## [Data in this exercise]
%%

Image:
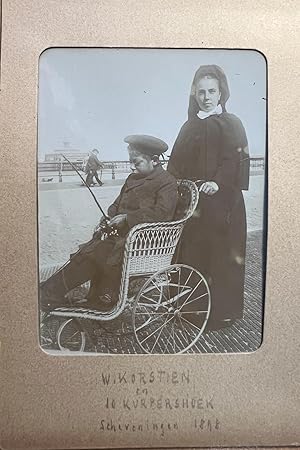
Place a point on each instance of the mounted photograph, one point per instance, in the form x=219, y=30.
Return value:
x=151, y=175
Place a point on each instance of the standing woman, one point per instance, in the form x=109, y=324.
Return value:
x=212, y=146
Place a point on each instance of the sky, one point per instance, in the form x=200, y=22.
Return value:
x=94, y=98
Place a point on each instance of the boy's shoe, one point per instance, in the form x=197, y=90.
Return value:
x=49, y=300
x=104, y=302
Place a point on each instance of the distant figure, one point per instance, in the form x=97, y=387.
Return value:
x=93, y=164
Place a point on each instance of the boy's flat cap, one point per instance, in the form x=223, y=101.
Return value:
x=149, y=145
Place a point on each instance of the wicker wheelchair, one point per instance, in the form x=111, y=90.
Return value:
x=171, y=306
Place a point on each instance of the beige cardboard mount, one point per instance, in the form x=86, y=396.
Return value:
x=61, y=402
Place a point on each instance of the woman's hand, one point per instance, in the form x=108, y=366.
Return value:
x=118, y=221
x=209, y=187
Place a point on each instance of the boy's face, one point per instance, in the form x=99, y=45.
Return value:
x=140, y=164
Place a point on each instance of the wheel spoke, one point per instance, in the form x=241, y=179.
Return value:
x=159, y=334
x=162, y=326
x=198, y=284
x=184, y=330
x=170, y=335
x=160, y=290
x=149, y=322
x=193, y=300
x=190, y=323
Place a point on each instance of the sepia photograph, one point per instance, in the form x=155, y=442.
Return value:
x=151, y=200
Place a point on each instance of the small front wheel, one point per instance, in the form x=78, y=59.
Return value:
x=71, y=337
x=171, y=310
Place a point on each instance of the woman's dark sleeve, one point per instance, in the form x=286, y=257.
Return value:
x=234, y=165
x=176, y=163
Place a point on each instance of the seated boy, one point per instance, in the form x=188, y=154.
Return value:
x=148, y=195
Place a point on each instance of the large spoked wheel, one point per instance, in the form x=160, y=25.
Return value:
x=71, y=337
x=171, y=310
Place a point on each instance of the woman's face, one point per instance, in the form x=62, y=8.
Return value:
x=207, y=93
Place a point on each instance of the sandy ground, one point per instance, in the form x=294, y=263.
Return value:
x=68, y=214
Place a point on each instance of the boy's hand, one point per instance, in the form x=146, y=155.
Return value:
x=209, y=187
x=118, y=221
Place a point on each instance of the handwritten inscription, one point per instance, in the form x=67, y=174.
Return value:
x=159, y=403
x=143, y=378
x=150, y=393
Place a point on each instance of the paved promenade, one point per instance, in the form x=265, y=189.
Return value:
x=67, y=216
x=116, y=337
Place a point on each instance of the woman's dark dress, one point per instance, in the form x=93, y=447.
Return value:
x=214, y=240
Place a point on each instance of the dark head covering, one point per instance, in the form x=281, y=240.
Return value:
x=214, y=72
x=148, y=145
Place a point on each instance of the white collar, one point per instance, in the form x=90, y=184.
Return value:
x=203, y=114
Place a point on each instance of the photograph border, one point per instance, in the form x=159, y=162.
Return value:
x=253, y=395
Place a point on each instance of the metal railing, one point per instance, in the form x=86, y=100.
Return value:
x=112, y=168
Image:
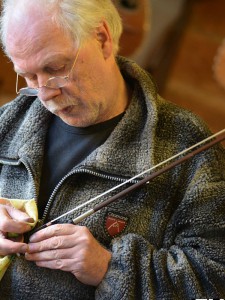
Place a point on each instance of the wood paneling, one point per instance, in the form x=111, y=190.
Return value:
x=191, y=82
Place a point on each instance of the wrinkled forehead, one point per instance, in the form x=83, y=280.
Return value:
x=30, y=33
x=27, y=40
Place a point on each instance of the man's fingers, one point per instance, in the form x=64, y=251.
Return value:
x=10, y=222
x=9, y=247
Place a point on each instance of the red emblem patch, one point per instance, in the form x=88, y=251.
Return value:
x=115, y=224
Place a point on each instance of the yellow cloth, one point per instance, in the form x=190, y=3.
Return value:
x=27, y=206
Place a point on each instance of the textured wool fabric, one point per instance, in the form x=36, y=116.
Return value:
x=173, y=244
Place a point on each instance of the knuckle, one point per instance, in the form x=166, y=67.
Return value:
x=56, y=242
x=59, y=264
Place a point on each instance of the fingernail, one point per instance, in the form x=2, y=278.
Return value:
x=29, y=220
x=25, y=248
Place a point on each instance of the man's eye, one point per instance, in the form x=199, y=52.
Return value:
x=58, y=70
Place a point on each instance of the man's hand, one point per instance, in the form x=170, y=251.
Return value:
x=70, y=248
x=12, y=221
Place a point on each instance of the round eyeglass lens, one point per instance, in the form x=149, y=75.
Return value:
x=57, y=82
x=28, y=91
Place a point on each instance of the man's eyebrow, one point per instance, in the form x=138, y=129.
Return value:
x=48, y=62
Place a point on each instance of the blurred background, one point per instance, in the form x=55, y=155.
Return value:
x=181, y=42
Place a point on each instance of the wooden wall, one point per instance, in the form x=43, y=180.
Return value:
x=190, y=81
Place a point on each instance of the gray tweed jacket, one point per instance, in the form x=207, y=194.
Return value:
x=167, y=238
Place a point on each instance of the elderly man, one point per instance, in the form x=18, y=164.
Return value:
x=87, y=121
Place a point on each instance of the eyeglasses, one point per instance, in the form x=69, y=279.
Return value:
x=53, y=82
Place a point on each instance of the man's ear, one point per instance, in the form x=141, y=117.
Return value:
x=103, y=36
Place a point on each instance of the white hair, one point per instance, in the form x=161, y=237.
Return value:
x=78, y=18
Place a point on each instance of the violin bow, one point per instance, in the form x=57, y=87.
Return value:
x=202, y=146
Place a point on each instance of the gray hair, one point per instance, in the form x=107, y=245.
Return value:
x=78, y=18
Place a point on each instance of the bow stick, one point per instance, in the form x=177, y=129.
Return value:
x=203, y=145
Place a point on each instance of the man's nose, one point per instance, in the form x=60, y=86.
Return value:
x=46, y=93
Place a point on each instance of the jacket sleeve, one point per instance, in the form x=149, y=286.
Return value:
x=190, y=263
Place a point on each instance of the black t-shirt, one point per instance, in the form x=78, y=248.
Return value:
x=66, y=146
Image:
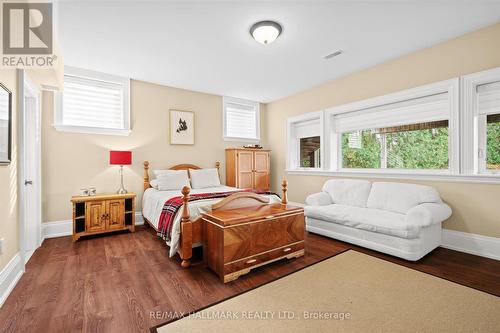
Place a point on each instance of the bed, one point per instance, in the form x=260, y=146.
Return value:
x=187, y=227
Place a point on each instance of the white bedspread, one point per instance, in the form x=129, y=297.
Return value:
x=154, y=200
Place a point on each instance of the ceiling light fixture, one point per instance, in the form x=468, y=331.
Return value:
x=333, y=54
x=265, y=32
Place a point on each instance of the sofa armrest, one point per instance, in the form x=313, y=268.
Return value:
x=319, y=199
x=428, y=213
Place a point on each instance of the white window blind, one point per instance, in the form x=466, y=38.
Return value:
x=488, y=98
x=92, y=103
x=418, y=110
x=306, y=129
x=241, y=119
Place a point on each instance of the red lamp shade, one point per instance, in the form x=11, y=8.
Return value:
x=120, y=157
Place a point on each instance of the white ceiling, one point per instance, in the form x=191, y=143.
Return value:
x=205, y=45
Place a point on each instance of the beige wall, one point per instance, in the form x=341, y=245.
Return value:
x=74, y=161
x=8, y=181
x=476, y=207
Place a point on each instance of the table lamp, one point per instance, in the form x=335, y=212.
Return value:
x=120, y=158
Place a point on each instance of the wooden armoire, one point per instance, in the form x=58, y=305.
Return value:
x=248, y=168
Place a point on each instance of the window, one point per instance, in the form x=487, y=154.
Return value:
x=488, y=127
x=493, y=142
x=415, y=146
x=310, y=152
x=305, y=141
x=408, y=134
x=93, y=102
x=241, y=120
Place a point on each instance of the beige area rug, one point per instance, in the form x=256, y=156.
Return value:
x=351, y=292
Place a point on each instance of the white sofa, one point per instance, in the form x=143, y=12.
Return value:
x=399, y=219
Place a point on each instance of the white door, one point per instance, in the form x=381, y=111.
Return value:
x=30, y=174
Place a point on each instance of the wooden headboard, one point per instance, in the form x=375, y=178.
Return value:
x=175, y=167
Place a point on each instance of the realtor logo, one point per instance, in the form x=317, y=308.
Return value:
x=27, y=28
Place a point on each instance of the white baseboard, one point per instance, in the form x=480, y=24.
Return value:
x=9, y=276
x=483, y=246
x=65, y=228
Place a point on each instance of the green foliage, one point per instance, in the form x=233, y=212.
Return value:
x=493, y=146
x=367, y=157
x=420, y=149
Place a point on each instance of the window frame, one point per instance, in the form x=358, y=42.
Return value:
x=293, y=144
x=474, y=125
x=461, y=95
x=98, y=76
x=256, y=105
x=451, y=87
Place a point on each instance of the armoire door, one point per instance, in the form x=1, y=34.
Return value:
x=95, y=216
x=115, y=214
x=245, y=169
x=261, y=170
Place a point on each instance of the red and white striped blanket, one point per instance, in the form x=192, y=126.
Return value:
x=173, y=205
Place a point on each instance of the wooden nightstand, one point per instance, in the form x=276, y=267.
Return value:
x=103, y=213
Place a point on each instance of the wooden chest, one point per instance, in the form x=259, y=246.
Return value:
x=237, y=240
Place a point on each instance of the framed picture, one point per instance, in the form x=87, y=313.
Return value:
x=181, y=127
x=5, y=124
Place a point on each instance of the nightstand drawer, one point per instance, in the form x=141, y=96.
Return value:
x=103, y=213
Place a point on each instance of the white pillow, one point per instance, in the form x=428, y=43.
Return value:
x=351, y=192
x=170, y=180
x=400, y=197
x=204, y=178
x=162, y=173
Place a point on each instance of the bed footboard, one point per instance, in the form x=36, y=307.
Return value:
x=186, y=241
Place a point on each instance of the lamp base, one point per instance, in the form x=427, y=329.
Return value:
x=122, y=189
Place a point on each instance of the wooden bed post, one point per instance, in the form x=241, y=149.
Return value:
x=284, y=198
x=217, y=165
x=146, y=176
x=186, y=245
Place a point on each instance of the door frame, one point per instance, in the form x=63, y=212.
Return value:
x=27, y=88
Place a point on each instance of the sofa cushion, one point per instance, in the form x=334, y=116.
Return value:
x=352, y=192
x=400, y=197
x=374, y=220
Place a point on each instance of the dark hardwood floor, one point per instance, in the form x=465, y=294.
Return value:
x=113, y=283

%%

## [Exercise requirements]
From the records above, extract the lines from the one holding "Place a point on each instance of the white collar, one" through the one holding "Place a point on each instance of the man's hand, one", word for word; omit the pictures.

## [Task solution]
Place a point on each instance of the white collar, one point per instance, in the form x=90, y=184.
Return value:
x=203, y=114
Place a point on each instance of the photograph border, one point per instance, in the form x=159, y=162.
Return value:
x=253, y=395
Place a point on each instance of the metal railing, one point per instance, in the form x=86, y=100.
Return value:
x=112, y=168
Image:
Place a point on each instance of the wood paneling, one point per instance, in the form x=111, y=190.
Return value:
x=191, y=82
Place a point on each instance of the wrinkled forehead, one point per instance, in the form x=83, y=280.
Return value:
x=30, y=33
x=27, y=40
Place a point on each instance of the man's fingers, one point per instance, in the form x=64, y=251.
Return value:
x=10, y=222
x=9, y=247
Place a point on each instance of the red emblem patch, one point per instance, in the form x=88, y=251.
Return value:
x=115, y=224
Place a point on each instance of the yellow cloth, one point per instance, in the form x=190, y=3.
Return value:
x=27, y=206
Place a point on each instance of the textured wool fabric, one point per instance, in the form x=36, y=116.
Return value:
x=173, y=244
Place a point on each instance of the knuckle, one point per instance, in the form x=166, y=67.
Return value:
x=56, y=242
x=59, y=264
Place a point on each instance of the fingernail, one point per instance, in the form x=2, y=278.
Return value:
x=29, y=220
x=25, y=248
Place a point on each instance of the man's eye, one point per instance, in the form x=199, y=52.
Return value:
x=58, y=70
Place a point on each instance of the man's hand, one point per instance, in the form x=170, y=251.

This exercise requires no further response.